## Exercise aim
Rewrite all of the material below as a numbered list, leaving out any blank lines.

[START Input records]

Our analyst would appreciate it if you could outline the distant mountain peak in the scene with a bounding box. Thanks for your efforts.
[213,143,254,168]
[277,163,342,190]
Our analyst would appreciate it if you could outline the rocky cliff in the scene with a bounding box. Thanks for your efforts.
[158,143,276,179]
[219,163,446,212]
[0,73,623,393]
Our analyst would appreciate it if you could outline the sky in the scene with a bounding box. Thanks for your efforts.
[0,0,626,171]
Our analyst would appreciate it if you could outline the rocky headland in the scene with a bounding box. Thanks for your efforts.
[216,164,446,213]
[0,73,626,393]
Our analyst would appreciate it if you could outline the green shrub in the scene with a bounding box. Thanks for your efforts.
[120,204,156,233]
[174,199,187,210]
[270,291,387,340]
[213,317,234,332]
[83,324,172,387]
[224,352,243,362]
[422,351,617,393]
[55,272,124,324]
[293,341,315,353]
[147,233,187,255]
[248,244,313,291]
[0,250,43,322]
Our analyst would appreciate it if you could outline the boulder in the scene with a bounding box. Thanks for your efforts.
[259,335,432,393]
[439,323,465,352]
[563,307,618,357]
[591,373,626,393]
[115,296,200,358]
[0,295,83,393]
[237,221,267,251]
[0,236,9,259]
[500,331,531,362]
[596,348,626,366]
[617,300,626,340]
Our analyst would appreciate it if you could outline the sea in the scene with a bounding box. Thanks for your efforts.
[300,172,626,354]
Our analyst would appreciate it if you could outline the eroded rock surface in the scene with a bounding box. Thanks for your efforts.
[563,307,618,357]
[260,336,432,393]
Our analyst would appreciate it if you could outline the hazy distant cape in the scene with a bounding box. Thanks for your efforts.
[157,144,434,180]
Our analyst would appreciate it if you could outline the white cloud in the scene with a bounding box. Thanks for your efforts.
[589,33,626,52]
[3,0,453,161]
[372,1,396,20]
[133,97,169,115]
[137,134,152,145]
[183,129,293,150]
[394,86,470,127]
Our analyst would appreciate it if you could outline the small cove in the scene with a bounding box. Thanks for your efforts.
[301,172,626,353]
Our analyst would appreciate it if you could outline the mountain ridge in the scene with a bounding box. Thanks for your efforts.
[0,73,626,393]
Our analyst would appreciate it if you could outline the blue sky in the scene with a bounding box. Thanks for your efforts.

[END Input records]

## Answer to the exercise
1. Our analyst would appreciate it if you could outline the distant mountain peak in the scene with a bounding box. Thanks for your efforts.
2. [213,143,254,168]
3. [277,163,342,190]
4. Our analyst would appreciate it if you could outline the rocky cliff in the scene with a bounding box. Thanks for your efforts.
5. [158,143,276,179]
6. [219,163,446,212]
7. [0,73,623,393]
8. Our analyst would appreciate it if you could outline the sky in the scene with a bounding box. Thanks for your efforts.
9. [0,0,626,171]
10. Our analyst would appreciate it if you could outline the rocky headland in the scene with a bounding box. Thanks for your efforts.
11. [216,164,446,213]
12. [0,73,626,393]
13. Our analyst would appreciate it if you could outline the green shrub in the scene with a bounding box. Thanks for your efforts.
14. [120,204,156,233]
15. [174,199,187,210]
16. [270,291,387,340]
17. [213,317,234,332]
18. [83,324,172,387]
19. [224,352,243,362]
20. [422,351,617,393]
21. [55,272,124,324]
22. [293,341,315,353]
23. [147,233,187,255]
24. [248,244,313,291]
25. [0,250,43,322]
26. Our analyst would appreciate it if you could outline the boulder in the scene with a bounding box. Thanks for your efforts.
27. [259,335,432,393]
28. [439,323,465,352]
29. [563,307,618,357]
30. [591,373,626,393]
31. [115,296,200,358]
32. [0,295,83,393]
33. [237,221,267,251]
34. [0,236,9,259]
35. [500,331,531,362]
36. [596,348,626,366]
37. [617,300,626,340]
38. Our analyst would appreciate it if you could outline the sea in the scene with a bounding box. Thanks for your efforts.
39. [300,172,626,354]
40. Our analyst would appreciate it if you could outline the eroded rock surface in the scene with a bounding box. Thanks for your efforts.
41. [563,307,618,357]
42. [260,336,432,393]
43. Our analyst would appreciate it if you could outline the hazy distant cape in the scene with a bounding box. Thanks for your efforts.
44. [157,144,434,180]
45. Our analyst would appreciate it if you could outline the white cloud in the scene with a bounding box. Thanks for your efforts.
46. [589,33,626,52]
47. [3,0,453,161]
48. [372,1,396,20]
49. [133,97,169,115]
50. [137,134,152,145]
51. [183,129,293,150]
52. [394,86,470,127]
53. Our analyst would appreciate it if you could outline the small cove in the scene with a bounding box. Thanks for your efforts.
54. [301,172,626,353]
55. Our analyst would appreciate it if you could outline the mountain ridge in the scene with a bounding box. Thanks for your efforts.
56. [0,73,626,393]
57. Our analyst would appreciate it if you could outline the blue sky in the scene with a bounding box. Thanks for your efforts.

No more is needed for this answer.